Record set:
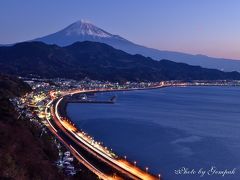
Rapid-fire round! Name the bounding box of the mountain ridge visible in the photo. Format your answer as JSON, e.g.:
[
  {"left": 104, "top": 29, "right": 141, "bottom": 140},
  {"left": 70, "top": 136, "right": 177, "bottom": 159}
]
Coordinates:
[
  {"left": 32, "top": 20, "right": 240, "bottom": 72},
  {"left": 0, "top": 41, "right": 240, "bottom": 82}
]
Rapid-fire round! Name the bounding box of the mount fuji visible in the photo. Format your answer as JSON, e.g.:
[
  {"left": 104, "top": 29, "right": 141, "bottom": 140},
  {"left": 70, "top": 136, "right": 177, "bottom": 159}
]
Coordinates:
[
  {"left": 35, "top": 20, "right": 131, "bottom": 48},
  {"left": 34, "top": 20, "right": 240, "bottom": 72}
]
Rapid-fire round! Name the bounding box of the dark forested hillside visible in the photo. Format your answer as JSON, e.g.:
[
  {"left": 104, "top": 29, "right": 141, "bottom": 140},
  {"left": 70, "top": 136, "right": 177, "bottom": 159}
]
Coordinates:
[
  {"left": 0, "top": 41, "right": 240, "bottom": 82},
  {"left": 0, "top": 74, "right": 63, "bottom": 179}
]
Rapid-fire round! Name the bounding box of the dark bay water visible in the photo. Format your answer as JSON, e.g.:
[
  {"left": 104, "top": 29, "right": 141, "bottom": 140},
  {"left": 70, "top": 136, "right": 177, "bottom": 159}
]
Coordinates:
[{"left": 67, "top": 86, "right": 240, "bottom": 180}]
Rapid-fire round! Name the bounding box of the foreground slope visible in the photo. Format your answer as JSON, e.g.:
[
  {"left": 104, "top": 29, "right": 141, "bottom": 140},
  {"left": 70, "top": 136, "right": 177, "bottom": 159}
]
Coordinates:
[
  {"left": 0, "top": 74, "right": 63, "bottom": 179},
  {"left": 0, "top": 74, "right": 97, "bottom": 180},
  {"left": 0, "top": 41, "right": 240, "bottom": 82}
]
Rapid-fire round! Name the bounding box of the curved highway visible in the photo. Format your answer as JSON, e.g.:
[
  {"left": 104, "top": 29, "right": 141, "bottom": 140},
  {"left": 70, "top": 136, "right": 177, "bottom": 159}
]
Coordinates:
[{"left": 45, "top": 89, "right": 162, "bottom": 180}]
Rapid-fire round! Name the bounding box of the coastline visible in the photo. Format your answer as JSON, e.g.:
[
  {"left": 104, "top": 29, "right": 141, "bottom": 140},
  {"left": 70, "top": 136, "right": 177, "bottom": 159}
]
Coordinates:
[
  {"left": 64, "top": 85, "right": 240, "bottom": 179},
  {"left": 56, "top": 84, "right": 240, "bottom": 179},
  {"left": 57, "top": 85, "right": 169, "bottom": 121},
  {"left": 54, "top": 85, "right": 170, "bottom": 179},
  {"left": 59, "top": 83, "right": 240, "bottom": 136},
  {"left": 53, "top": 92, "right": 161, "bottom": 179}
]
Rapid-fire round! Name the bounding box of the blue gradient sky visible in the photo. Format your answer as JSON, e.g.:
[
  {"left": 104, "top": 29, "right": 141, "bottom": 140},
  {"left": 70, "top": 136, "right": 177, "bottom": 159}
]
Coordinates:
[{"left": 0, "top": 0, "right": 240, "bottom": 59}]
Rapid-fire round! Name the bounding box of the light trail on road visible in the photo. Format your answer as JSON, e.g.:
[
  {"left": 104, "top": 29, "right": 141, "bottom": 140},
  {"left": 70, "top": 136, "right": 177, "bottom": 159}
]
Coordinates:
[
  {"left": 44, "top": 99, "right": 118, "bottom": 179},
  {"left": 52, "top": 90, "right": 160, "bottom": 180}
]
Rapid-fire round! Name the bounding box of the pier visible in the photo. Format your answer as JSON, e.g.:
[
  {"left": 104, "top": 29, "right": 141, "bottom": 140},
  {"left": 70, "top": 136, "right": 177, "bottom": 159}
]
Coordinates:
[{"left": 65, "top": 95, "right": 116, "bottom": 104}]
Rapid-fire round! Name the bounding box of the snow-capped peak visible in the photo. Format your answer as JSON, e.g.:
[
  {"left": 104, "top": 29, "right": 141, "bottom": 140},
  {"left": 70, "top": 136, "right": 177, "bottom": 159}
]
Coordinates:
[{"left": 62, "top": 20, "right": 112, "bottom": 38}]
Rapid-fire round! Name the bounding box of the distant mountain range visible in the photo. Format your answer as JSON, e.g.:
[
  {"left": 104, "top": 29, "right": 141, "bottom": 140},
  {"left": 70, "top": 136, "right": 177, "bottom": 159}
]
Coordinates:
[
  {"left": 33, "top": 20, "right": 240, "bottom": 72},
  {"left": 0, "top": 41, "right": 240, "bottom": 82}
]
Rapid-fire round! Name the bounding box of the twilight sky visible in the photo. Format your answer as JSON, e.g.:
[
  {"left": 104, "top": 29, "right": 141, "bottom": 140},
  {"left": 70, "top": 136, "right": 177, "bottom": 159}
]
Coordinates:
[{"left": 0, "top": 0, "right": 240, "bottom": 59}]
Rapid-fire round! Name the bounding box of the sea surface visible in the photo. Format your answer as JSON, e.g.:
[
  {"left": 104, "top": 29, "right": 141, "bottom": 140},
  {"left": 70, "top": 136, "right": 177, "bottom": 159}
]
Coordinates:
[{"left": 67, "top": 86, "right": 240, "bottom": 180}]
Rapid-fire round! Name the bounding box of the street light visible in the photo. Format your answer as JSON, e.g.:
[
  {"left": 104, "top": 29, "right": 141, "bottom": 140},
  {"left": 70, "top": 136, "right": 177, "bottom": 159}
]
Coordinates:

Action item: Word for word, return the material above; the pictures stay out.

Written response:
Rapid-fire round! Name the bounding box of the mountain ridge visible in the photo. Format your answer as JSON, e.g.:
[
  {"left": 104, "top": 29, "right": 141, "bottom": 140},
  {"left": 70, "top": 136, "right": 177, "bottom": 159}
]
Coordinates:
[
  {"left": 32, "top": 20, "right": 240, "bottom": 72},
  {"left": 0, "top": 41, "right": 240, "bottom": 82}
]
Rapid-fire round! Name the bounding box of the mount fuji visible in the photo. Format your answer as JSON, e.g.:
[
  {"left": 104, "top": 29, "right": 141, "bottom": 140},
  {"left": 70, "top": 136, "right": 177, "bottom": 159}
]
Coordinates:
[
  {"left": 35, "top": 20, "right": 131, "bottom": 48},
  {"left": 34, "top": 20, "right": 240, "bottom": 72}
]
Rapid-fire round! Name the bounding box of the dark forested hillside visible in the photo. Format your answer as JSON, e.g.:
[
  {"left": 104, "top": 29, "right": 141, "bottom": 140},
  {"left": 70, "top": 136, "right": 177, "bottom": 159}
]
Coordinates:
[
  {"left": 0, "top": 41, "right": 240, "bottom": 82},
  {"left": 0, "top": 74, "right": 63, "bottom": 179}
]
Rapid-fire round! Name the bounding box of the dark bay water visible in the photo. Format your answer as JSON, e.g.:
[
  {"left": 104, "top": 29, "right": 141, "bottom": 140},
  {"left": 70, "top": 136, "right": 177, "bottom": 159}
]
Coordinates:
[{"left": 67, "top": 86, "right": 240, "bottom": 180}]
Rapid-fire round! Name the bounding box of the foreground slope visible in the photo. Format your answer as JSON, e.g.:
[
  {"left": 104, "top": 29, "right": 141, "bottom": 140},
  {"left": 70, "top": 136, "right": 177, "bottom": 159}
]
Coordinates:
[
  {"left": 0, "top": 74, "right": 63, "bottom": 179},
  {"left": 0, "top": 74, "right": 97, "bottom": 180},
  {"left": 0, "top": 41, "right": 240, "bottom": 82}
]
Rapid-fire round! Name the bounding box of the curved highway visible in the photo. Format your answer as JSON, e.g.:
[
  {"left": 104, "top": 29, "right": 141, "bottom": 140},
  {"left": 70, "top": 136, "right": 177, "bottom": 159}
]
Coordinates:
[{"left": 45, "top": 89, "right": 162, "bottom": 180}]
Rapid-fire round! Name the bounding box of the coastline visible in the photo. Format your answer as JSON, e.g.:
[
  {"left": 104, "top": 29, "right": 141, "bottom": 140},
  {"left": 70, "top": 136, "right": 177, "bottom": 159}
]
Coordinates:
[
  {"left": 64, "top": 85, "right": 240, "bottom": 179},
  {"left": 56, "top": 84, "right": 240, "bottom": 179},
  {"left": 57, "top": 85, "right": 169, "bottom": 121},
  {"left": 54, "top": 85, "right": 170, "bottom": 179},
  {"left": 59, "top": 83, "right": 240, "bottom": 136},
  {"left": 53, "top": 92, "right": 161, "bottom": 179}
]
Rapid-fire round! Name the bounding box of the blue gradient sky visible in the photo. Format your answer as JSON, e.g.:
[
  {"left": 104, "top": 29, "right": 141, "bottom": 140},
  {"left": 70, "top": 136, "right": 177, "bottom": 159}
]
Coordinates:
[{"left": 0, "top": 0, "right": 240, "bottom": 59}]
Rapid-fire round! Name the bounding box of the light trail on road visible in the photo. Format your answer as JSON, e.g.:
[
  {"left": 104, "top": 29, "right": 141, "bottom": 140},
  {"left": 70, "top": 136, "right": 177, "bottom": 159}
]
Coordinates:
[
  {"left": 44, "top": 99, "right": 118, "bottom": 179},
  {"left": 52, "top": 90, "right": 160, "bottom": 180}
]
Rapid-fire round! Name the bounding box of the pier visible in the photo. Format your answer as JSON, e.g.:
[
  {"left": 104, "top": 29, "right": 141, "bottom": 140},
  {"left": 70, "top": 136, "right": 177, "bottom": 159}
]
Coordinates:
[{"left": 65, "top": 95, "right": 116, "bottom": 104}]
Rapid-fire round! Name the bounding box of the snow-capped peak visible in the photo. Format your answer as JSON, e.g.:
[
  {"left": 104, "top": 29, "right": 141, "bottom": 140},
  {"left": 70, "top": 136, "right": 177, "bottom": 159}
]
Coordinates:
[{"left": 62, "top": 20, "right": 112, "bottom": 38}]
Rapid-fire round! Name the bounding box of the distant mountain range visible in the photo. Format your answer as JSON, e.g.:
[
  {"left": 104, "top": 29, "right": 141, "bottom": 140},
  {"left": 70, "top": 136, "right": 177, "bottom": 159}
]
Coordinates:
[
  {"left": 33, "top": 20, "right": 240, "bottom": 72},
  {"left": 0, "top": 41, "right": 240, "bottom": 82}
]
Rapid-fire round! Name the bounding box of the twilight sky visible in the photo. Format your answer as JSON, e.g.:
[
  {"left": 104, "top": 29, "right": 141, "bottom": 140},
  {"left": 70, "top": 136, "right": 177, "bottom": 159}
]
Coordinates:
[{"left": 0, "top": 0, "right": 240, "bottom": 59}]
Rapid-fire round! Name the bounding box of the sea surface visible in the photo. Format your answer as JSON, e.g.:
[
  {"left": 104, "top": 29, "right": 141, "bottom": 140},
  {"left": 70, "top": 136, "right": 177, "bottom": 159}
]
Coordinates:
[{"left": 67, "top": 86, "right": 240, "bottom": 180}]
Rapid-fire round! Name the bounding box of the street light visible in the photo. Format your answer as JSON, e.g.:
[
  {"left": 104, "top": 29, "right": 141, "bottom": 140},
  {"left": 70, "top": 136, "right": 177, "bottom": 159}
]
Coordinates:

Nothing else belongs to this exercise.